When you reach the line containing "Target: parking lot line marking" in the entries below, start writing out each line exactly, and stop after the line containing "Target: vendor booth".

(Record excerpts begins)

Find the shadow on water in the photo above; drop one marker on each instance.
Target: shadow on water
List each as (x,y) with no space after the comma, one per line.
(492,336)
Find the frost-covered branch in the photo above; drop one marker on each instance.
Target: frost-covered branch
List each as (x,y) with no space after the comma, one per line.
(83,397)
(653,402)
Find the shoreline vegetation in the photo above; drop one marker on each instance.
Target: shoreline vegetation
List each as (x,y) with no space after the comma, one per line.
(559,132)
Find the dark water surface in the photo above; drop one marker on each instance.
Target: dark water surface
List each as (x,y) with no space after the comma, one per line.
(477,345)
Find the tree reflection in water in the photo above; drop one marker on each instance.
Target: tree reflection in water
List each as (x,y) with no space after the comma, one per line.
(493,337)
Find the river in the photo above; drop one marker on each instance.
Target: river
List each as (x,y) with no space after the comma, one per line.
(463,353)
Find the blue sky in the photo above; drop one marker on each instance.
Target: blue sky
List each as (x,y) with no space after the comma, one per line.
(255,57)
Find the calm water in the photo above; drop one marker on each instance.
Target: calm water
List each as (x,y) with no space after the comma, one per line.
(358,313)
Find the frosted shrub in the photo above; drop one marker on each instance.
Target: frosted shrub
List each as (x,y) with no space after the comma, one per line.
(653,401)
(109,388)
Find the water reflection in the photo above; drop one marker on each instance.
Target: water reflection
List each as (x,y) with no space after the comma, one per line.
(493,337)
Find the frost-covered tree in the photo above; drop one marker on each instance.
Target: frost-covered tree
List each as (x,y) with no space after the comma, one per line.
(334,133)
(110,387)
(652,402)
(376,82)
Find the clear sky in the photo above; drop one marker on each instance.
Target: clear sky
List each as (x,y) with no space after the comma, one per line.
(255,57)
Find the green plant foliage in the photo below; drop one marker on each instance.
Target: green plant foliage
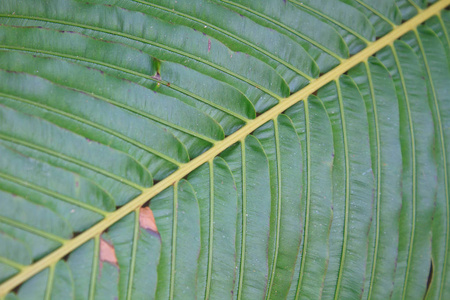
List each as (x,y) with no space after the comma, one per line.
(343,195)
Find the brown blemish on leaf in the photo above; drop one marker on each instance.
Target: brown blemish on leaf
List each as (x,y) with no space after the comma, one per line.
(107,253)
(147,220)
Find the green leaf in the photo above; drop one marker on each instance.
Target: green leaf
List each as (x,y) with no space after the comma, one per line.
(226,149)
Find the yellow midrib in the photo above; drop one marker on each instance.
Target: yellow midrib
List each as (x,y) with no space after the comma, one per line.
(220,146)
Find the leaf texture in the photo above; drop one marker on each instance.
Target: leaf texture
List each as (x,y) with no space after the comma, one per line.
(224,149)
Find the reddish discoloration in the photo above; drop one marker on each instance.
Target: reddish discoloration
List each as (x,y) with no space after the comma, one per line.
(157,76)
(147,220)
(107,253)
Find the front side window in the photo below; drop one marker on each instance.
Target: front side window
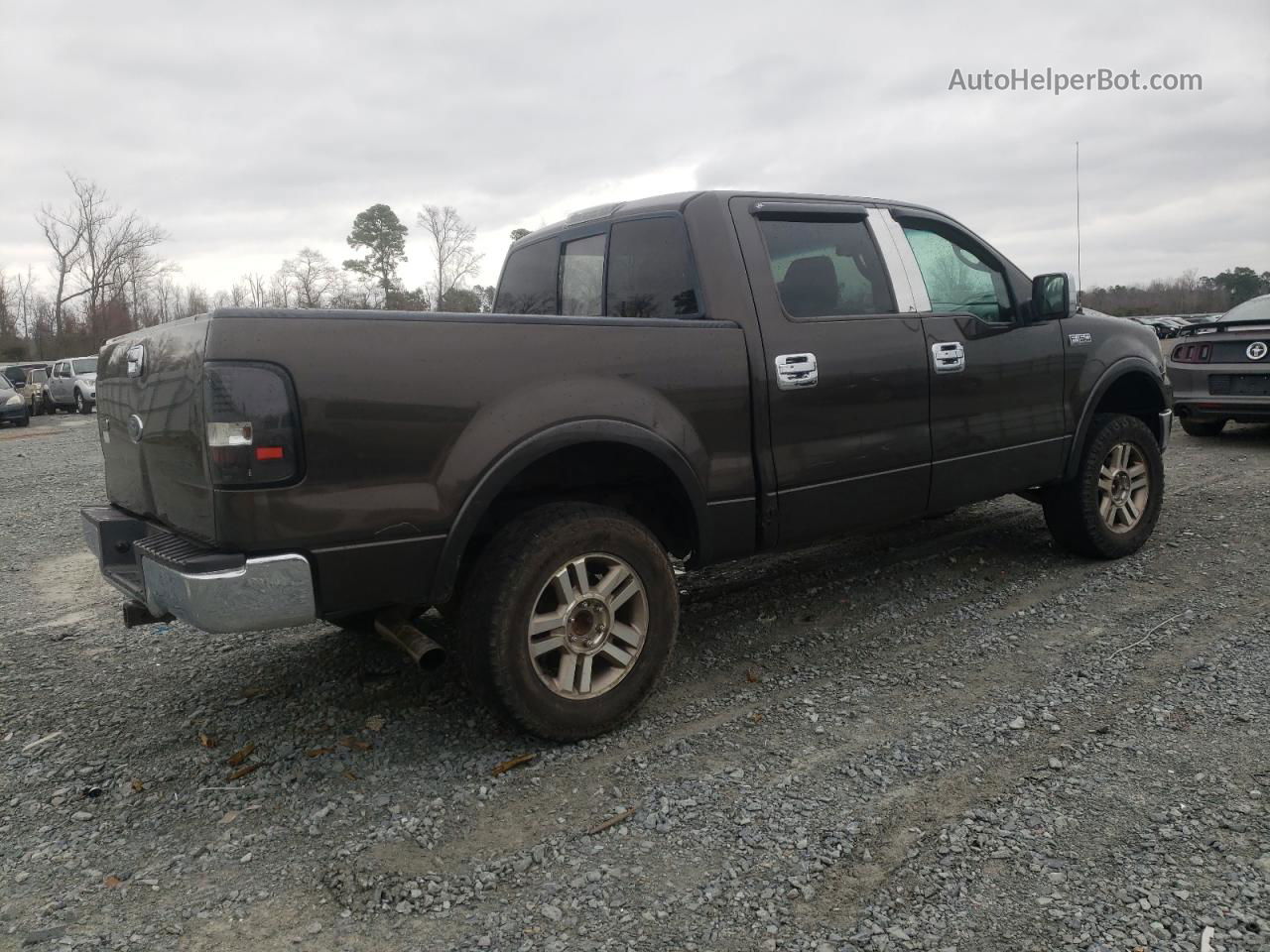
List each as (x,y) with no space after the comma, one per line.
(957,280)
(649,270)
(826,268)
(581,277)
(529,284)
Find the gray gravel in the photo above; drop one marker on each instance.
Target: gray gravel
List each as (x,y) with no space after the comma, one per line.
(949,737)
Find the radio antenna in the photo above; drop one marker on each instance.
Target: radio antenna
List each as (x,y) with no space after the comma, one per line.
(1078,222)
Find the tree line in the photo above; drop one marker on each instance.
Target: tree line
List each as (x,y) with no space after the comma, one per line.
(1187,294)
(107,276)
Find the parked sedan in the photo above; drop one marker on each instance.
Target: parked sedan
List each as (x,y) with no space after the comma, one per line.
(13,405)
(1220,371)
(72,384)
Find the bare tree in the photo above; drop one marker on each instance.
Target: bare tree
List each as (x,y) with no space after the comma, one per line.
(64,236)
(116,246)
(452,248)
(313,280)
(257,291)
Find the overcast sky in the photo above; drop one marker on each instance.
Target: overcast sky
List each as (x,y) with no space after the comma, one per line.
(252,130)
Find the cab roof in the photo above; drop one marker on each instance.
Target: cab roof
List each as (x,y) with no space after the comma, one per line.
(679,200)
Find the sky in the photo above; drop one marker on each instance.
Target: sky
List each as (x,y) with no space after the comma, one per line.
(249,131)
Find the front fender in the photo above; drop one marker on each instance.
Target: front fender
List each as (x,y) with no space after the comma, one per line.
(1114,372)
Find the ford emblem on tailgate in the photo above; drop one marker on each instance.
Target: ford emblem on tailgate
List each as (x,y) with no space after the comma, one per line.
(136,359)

(Record excerpts ends)
(Record excerpts begins)

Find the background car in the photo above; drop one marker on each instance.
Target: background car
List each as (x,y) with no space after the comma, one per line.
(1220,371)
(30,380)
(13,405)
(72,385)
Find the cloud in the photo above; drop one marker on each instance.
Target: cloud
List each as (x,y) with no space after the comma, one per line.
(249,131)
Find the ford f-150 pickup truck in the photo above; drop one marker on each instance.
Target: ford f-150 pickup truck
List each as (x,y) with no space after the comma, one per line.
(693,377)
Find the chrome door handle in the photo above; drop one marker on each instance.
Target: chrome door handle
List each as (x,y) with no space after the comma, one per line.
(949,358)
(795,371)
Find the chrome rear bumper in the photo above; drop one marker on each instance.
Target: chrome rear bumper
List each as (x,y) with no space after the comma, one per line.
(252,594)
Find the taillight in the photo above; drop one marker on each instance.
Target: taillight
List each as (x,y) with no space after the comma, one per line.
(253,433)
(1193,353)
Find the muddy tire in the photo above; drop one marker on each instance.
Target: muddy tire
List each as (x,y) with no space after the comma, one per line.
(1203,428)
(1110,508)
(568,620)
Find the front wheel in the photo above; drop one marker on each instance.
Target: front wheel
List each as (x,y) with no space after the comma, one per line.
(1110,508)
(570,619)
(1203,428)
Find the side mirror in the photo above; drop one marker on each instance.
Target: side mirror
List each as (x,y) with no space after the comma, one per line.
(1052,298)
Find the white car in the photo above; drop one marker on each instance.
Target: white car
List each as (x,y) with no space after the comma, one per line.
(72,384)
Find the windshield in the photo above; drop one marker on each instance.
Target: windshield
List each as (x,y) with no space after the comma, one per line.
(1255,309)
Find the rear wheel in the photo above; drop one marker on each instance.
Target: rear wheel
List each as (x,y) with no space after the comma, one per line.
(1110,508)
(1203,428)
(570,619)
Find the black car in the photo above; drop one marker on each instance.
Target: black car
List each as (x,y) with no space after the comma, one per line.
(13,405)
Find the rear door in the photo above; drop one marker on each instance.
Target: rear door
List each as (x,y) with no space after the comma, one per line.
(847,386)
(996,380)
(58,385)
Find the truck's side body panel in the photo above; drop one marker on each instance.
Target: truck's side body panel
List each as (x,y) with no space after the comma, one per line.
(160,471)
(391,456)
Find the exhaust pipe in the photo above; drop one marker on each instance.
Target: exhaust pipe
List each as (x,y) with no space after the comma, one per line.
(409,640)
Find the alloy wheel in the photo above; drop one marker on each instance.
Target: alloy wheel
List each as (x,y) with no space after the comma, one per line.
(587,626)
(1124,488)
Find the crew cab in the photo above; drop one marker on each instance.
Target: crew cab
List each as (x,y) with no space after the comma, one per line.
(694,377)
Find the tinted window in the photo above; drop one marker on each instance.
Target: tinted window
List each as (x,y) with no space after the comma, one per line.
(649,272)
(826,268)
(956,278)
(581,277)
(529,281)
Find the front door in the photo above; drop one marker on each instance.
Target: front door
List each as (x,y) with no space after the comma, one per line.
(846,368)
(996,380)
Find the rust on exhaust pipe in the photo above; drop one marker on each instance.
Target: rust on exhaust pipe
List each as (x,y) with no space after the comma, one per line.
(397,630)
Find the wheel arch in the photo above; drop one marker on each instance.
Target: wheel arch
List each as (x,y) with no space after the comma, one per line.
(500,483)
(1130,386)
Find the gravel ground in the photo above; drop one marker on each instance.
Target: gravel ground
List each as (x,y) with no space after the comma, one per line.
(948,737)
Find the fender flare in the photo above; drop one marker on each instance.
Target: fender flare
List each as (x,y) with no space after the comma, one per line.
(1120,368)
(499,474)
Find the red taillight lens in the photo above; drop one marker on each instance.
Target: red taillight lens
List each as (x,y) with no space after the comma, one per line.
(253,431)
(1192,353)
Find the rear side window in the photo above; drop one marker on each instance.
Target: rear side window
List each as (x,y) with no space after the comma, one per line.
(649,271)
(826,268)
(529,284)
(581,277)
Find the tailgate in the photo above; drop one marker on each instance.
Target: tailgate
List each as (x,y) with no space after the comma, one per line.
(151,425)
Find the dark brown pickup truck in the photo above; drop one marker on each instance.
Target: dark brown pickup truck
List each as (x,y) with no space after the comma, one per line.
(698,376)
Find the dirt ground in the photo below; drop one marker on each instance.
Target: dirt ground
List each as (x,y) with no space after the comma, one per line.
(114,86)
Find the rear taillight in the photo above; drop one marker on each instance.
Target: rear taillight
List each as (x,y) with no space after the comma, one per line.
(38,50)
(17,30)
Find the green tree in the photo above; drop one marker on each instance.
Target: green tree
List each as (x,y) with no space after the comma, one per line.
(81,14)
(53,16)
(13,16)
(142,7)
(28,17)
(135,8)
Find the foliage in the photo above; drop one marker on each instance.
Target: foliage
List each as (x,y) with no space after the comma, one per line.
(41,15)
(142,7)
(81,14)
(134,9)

(Record excerpts ends)
(Record excerpts begins)

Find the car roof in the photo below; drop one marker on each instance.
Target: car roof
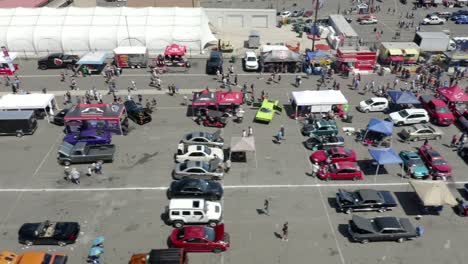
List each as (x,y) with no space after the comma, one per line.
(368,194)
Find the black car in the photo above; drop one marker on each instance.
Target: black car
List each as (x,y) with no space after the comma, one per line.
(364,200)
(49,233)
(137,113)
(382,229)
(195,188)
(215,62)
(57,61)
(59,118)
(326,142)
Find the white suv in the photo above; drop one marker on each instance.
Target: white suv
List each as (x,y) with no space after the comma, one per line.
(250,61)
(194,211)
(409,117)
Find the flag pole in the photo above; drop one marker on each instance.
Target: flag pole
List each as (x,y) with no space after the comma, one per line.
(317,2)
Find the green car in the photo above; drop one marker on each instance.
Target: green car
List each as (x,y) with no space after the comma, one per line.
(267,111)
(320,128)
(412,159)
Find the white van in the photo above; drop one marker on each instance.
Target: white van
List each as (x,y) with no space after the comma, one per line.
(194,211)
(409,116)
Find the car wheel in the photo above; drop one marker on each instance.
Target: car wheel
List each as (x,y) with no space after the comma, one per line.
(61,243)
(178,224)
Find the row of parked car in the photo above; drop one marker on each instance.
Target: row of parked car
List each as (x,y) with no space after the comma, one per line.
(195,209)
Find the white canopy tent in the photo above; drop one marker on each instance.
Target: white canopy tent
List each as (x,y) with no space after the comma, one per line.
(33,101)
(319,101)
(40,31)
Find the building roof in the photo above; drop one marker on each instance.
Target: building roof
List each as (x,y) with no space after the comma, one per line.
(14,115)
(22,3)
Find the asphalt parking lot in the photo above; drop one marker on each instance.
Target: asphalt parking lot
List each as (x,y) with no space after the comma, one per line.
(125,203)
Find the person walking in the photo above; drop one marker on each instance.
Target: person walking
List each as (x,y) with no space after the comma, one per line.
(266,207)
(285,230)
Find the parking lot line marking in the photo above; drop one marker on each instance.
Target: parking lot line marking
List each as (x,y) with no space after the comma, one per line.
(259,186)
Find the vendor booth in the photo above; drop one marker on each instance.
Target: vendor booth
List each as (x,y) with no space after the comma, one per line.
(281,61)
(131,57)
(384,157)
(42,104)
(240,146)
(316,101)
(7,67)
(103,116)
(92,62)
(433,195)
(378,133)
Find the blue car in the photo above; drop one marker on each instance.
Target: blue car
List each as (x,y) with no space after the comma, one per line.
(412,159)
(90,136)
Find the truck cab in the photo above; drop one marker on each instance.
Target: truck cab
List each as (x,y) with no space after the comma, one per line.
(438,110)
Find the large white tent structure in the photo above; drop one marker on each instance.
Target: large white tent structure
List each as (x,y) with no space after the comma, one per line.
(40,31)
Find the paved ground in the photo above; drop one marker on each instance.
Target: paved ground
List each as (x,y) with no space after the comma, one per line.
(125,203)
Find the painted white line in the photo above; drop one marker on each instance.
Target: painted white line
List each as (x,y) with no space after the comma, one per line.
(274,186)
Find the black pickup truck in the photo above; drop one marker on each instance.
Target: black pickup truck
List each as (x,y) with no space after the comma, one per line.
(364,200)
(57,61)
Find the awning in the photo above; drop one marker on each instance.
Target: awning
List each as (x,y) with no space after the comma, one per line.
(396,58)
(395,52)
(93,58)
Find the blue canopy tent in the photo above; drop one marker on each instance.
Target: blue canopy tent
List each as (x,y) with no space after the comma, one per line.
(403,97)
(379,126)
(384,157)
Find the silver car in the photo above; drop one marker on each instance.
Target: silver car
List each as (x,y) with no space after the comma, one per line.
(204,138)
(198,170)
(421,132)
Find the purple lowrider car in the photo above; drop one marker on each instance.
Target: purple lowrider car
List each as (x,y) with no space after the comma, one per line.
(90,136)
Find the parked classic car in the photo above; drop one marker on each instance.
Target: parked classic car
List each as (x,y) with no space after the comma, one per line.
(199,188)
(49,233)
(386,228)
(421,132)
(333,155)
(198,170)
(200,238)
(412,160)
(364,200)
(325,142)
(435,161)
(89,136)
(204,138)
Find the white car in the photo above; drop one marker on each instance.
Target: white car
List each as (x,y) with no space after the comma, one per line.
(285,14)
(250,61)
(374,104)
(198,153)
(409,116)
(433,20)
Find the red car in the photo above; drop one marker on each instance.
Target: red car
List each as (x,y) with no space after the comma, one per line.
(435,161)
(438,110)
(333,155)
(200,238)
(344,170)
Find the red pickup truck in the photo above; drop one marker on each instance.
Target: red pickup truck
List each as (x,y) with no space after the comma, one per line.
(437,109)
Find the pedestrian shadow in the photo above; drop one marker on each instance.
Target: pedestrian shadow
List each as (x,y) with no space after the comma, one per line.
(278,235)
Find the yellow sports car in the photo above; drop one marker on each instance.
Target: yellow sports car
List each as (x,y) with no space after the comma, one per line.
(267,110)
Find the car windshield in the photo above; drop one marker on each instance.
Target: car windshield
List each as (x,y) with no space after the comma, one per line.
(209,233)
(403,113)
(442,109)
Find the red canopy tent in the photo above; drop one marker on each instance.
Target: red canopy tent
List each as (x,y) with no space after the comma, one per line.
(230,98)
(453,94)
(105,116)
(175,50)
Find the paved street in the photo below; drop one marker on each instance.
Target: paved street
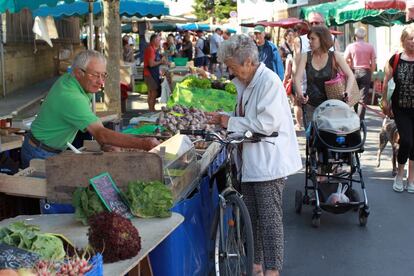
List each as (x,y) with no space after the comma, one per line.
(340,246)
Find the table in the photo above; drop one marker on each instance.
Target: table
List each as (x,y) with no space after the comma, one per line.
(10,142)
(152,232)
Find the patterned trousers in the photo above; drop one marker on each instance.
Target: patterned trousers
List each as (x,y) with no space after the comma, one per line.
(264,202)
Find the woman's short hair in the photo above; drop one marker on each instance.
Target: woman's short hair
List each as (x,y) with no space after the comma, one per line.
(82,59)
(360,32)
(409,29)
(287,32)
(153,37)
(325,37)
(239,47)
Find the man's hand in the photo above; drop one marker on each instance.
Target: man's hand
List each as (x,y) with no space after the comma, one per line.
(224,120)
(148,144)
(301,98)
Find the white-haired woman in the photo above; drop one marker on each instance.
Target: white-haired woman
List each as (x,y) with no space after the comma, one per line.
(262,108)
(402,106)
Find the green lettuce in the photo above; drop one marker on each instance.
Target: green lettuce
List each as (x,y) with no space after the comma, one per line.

(Record excerpts ends)

= Solution =
Target: parking lot line marking
List each as (x,y) with no space after the comma, one per line.
(259,186)
Find the vendor booth in the photo above; drop one marker on each instance.
Target: vendor booth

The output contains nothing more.